_Teks Sumber_
===
Muamalat.co.id, PADANG PANJANG — Dikenal dengan lanskap pertaniannya yang subur dan iklim yang bersahabat, Kota Padang Panjang, Sumatra Barat, menjelma menjadi salah satu pusat hortikultura terpenting di provinsi ini. Keberadaannya sejajar dengan wilayah Agam, Tanah Datar, dan Solok. Pemandangan hamparan pertanian yang luas dan produktif menyambut siapa saja yang melintasi jalur Sumatra yang membelah kota ini.
Kondisi alam yang menguntungkan ini dimanfaatkan secara optimal oleh para petani Padang Panjang. Mereka kini semakin serius dalam mengembangkan budidaya cabai merah. Harga jual yang menarik di tingkat petani, ditambah dengan tradisi pola tanam bergilir yang telah lama dipraktikkan, menjadikan cabai merah sebagai komoditas andalan, terutama menjelang momen Ramadan dan Idul Fitri 2026.
Briyan Bersnif, yang akrab disapa Abi, Ketua Kelompok Tani Jalan Baru Padang Panjang Barat, mengungkapkan stabilitas sektor pertanian di Kampung Manggis. “Di Padang Panjang ini, tanaman pertanian sangat beragam. Untuk persawahan, kami tidak menghadapi kendala berarti. Ketersediaan air mencukupi, serangan hama sangat minim, dan produksi pun stabil,” ujarnya kepada tim Jelajah Pangan Sumbar 2025.
Melihat prospek harga cabai yang terus membaik, kelompok tani yang dibina oleh Bank Indonesia ini mulai memperluas areal penanaman. Saat ini, mereka mengelola sekitar 12 hektare lahan cabai merah dengan berbagai usia tanaman. Ada yang baru ditanam, sedang berbuah, hingga siap panen.
“Dari total 12 hektare ini, penanaman tidak dilakukan serentak, melainkan secara bertahap. Tujuannya adalah untuk memastikan pasokan cabai merah berkelanjutan. Dengan cara ini, panen cabai merah akan terus berlangsung dari minggu ke minggu,” jelas Abi, menekankan pentingnya strategi penanaman yang terencana.
Jenis cabai yang dibudidayakan meliputi cabai merah lokal dan sebagian kecil varietas hibrida. Berkat kesuburan tanah, petani di Padang Panjang dapat menikmati panen berulang kali dari satu kali penanaman.
“Satu kali tanam bisa menghasilkan panen berkali-kali, bahkan ada yang mencapai 38 kali panen. Hal ini dimungkinkan oleh jenis cabai merah lokal dan penerapan sistem tanam bergilir dengan tanaman lain,” terang Abi, menyoroti keunggulan sistem pertanian yang berkelanjutan.
Setelah masa panen cabai selesai, seluruh batang dicabut dan lahan dinormalisasi sebelum ditanami padi. Sistem tanam bergilir ini memberikan keuntungan ganda, yaitu mengembalikan kesuburan tanah dan mendukung pertumbuhan tanaman berikutnya.
===
_Data yang Diberikan_
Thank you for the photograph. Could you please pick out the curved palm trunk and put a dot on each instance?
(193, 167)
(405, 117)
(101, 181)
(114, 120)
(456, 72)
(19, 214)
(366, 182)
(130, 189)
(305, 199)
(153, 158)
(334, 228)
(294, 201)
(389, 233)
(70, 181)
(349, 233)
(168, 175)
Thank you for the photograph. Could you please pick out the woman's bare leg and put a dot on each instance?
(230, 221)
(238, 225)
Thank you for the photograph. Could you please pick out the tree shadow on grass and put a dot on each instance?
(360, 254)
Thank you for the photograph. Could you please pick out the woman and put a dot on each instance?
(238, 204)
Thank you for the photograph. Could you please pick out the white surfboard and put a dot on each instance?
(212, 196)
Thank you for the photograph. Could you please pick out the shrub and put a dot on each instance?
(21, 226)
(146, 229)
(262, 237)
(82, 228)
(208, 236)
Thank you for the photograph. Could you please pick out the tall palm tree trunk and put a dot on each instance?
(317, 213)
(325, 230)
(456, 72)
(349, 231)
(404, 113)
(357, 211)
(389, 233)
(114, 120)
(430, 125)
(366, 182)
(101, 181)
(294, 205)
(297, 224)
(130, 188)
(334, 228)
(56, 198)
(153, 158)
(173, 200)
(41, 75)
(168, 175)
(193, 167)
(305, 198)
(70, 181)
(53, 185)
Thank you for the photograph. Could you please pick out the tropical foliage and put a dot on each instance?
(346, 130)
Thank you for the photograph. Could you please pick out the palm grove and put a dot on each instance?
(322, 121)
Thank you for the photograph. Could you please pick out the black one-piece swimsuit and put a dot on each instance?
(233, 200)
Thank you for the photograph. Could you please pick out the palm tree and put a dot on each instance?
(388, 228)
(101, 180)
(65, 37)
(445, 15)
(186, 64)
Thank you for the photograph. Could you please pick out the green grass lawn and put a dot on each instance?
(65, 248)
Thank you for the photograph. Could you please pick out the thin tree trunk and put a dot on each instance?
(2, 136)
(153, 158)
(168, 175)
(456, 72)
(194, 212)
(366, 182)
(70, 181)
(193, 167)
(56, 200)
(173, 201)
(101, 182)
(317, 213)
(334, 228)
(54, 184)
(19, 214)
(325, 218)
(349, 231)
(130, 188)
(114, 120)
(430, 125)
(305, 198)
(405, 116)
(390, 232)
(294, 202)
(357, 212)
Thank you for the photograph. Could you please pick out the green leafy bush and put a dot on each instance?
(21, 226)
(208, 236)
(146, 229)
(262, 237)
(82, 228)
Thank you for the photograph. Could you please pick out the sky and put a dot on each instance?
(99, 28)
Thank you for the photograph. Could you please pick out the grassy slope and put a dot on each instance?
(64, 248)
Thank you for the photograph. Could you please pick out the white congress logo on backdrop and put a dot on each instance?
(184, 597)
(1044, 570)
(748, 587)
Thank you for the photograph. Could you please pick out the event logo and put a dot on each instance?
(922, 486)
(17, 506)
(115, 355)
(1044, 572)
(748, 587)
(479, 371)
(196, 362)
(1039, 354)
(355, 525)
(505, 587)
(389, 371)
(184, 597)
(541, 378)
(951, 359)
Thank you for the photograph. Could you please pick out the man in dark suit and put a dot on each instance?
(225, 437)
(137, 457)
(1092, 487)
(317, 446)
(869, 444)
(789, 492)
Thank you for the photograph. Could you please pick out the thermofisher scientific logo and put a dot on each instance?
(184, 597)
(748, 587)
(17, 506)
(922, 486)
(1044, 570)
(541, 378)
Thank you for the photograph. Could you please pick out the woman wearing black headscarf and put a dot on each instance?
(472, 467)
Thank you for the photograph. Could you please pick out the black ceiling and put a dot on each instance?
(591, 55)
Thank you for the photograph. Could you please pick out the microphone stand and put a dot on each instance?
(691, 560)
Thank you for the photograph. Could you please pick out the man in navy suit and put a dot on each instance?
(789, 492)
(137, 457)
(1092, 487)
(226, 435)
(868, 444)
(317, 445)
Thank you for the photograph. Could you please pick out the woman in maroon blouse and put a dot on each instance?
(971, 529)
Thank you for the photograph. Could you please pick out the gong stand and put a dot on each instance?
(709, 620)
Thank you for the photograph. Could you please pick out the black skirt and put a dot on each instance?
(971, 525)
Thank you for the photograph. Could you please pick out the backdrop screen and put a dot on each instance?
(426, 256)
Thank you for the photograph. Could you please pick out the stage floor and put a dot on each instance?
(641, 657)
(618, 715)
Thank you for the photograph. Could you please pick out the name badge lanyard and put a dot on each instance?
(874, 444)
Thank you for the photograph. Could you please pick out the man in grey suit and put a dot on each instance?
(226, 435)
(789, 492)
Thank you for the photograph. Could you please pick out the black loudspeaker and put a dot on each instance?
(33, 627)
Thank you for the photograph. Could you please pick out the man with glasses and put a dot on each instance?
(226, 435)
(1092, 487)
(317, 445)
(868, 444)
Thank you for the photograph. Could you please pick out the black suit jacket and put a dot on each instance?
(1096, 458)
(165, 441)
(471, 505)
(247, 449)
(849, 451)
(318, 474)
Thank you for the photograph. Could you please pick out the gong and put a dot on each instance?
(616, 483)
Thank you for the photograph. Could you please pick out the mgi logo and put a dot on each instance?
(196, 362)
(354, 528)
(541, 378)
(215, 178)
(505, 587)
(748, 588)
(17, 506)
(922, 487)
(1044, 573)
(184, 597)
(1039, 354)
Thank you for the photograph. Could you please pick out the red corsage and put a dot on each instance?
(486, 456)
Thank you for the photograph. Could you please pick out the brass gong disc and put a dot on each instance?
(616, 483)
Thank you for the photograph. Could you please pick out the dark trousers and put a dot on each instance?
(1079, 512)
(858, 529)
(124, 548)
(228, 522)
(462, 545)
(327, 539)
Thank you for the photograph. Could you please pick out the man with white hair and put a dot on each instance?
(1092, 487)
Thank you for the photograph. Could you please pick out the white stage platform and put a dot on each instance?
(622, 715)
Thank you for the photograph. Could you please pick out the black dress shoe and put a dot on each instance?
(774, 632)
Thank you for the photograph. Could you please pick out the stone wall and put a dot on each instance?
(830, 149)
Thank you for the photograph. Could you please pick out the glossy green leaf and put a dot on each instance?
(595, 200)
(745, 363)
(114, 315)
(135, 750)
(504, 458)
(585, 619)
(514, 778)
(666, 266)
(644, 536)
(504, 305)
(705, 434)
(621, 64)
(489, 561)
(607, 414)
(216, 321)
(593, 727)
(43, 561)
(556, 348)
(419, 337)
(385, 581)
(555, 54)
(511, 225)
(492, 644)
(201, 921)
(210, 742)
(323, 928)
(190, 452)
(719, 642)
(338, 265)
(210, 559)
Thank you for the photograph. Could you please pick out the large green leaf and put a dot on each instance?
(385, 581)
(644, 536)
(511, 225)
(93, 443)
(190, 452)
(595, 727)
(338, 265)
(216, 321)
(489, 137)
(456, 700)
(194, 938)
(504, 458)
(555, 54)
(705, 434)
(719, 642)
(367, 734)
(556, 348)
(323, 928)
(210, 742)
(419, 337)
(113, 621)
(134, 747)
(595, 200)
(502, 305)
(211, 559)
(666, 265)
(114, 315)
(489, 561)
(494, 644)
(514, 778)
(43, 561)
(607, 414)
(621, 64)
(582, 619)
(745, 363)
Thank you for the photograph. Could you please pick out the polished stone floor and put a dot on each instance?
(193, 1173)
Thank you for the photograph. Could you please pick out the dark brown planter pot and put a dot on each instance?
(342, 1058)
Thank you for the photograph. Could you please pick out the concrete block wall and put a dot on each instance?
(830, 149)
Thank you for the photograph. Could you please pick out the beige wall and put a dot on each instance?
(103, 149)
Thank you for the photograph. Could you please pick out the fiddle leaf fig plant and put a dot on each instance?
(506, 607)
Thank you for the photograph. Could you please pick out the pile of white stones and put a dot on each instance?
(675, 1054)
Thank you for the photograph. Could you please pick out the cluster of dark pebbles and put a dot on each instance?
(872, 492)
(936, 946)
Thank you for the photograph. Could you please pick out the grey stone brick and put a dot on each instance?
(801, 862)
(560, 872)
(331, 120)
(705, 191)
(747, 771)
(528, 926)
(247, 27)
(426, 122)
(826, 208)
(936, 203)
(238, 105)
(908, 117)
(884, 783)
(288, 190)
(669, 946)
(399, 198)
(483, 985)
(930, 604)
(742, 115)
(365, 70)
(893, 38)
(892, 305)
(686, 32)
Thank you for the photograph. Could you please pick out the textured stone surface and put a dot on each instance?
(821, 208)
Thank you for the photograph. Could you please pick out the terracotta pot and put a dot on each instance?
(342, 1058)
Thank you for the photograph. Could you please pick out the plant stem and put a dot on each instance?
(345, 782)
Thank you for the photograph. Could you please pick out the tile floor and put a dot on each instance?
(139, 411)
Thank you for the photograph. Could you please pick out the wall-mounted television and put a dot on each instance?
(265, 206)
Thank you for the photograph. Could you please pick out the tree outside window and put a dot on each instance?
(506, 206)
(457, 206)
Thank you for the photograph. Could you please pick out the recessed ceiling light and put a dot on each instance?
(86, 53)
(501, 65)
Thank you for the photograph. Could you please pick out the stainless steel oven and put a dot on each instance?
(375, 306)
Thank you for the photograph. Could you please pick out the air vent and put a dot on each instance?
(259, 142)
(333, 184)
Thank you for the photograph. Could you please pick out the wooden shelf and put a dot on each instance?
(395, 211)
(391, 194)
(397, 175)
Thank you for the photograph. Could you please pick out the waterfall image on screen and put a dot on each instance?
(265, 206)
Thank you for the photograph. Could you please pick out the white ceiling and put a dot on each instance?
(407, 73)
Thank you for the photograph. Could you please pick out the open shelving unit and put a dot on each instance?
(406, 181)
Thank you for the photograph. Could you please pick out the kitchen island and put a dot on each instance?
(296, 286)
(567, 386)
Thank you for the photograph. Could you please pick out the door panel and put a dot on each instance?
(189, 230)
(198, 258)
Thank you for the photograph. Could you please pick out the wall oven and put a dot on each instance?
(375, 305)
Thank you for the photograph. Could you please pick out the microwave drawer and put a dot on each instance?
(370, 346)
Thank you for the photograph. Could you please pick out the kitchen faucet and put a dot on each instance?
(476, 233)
===
_Tugas 1_
Jawab pertanyaan berikut berdasarkan teks tentang budidaya cabai merah di Padang Panjang:
(a) Berapa hektare lahan cabai merah yang saat ini dikelola kelompok tani tersebut?
(b) Paling banyak berapa kali panen yang dapat dihasilkan dari satu kali tanam?
(c) Tanaman apa yang ditanam setelah masa panen cabai selesai?
_Tugas 2_
Tentukan apakah setiap pernyataan berikut sesuai dengan teks tentang budidaya cabai merah di Padang Panjang. Jawab ya atau tidak, disertai kutipan dari teks yang menjadi dasarnya.
(a) Penanaman cabai di lahan 12 hektare dilakukan serentak.
(b) Kelompok tani tersebut dibina oleh Bank Indonesia.
(c) Persawahan di Padang Panjang banyak diserang hama.
_Tugas 3_
Lanjutkan teks tentang budidaya cabai merah di Padang Panjang, mulai setelah kalimat terakhirnya.

_Jawaban 1_
(a) Sekitar 12 hektare.
(b) 38 kali panen.
(c) Padi.

_Jawaban 2_
(a) Tidak. "penanaman tidak dilakukan serentak, melainkan secara bertahap"
(b) Ya. "kelompok tani yang dibina oleh Bank Indonesia ini"
(c) Tidak. "serangan hama sangat minim"

_Jawaban 3_
“Ini bukan alih fungsi lahan, melainkan sistem tanam bergilir untuk mengganti jenis tanamannya,” tegasnya, meluruskan persepsi yang mungkin timbul.
Dengan siklus tanam yang berkelanjutan, diperkirakan 12 hektare cabai merah di Padang Panjang akan memasuki masa panen raya mulai Januari hingga awal Maret 2026.
“Kami berharap harga tetap bagus dan petani tidak merugi. Selain itu, kami juga berharap harga di pasar tetap terjangkau bagi masyarakat,” imbuhnya, menyuarakan harapan para petani.
Saat ini, harga cabai merah lokal di tingkat petani mencapai Rp70.000 per kilogram, sementara titik impas berada di kisaran Rp30.000. Margin keuntungan yang signifikan ini tidak hanya memperkuat perekonomian petani, tetapi juga menciptakan lapangan kerja bagi buruh tani. Meskipun demikian, kebutuhan akan alat dan mesin pertanian (alsintan) modern tetap menjadi tantangan. Kontur wilayah Padang Panjang yang berupa dataran tinggi dan lereng membutuhkan peralatan yang lebih canggih untuk pengolahan lahan.
Bank Indonesia sebelumnya telah memberikan bantuan berupa mesin bajak sawah dan becak motor kepada para petani.
“Bantuan tersebut sangat bermanfaat bagi kami karena mengurangi biaya operasional dan menghilangkan kebutuhan untuk membayar upah bajak sawah,” ungkap Abi, mengapresiasi dukungan yang diberikan.
Namun, ia berharap ada tambahan alsintan khusus untuk pembuatan petak cabai dan bawang merah.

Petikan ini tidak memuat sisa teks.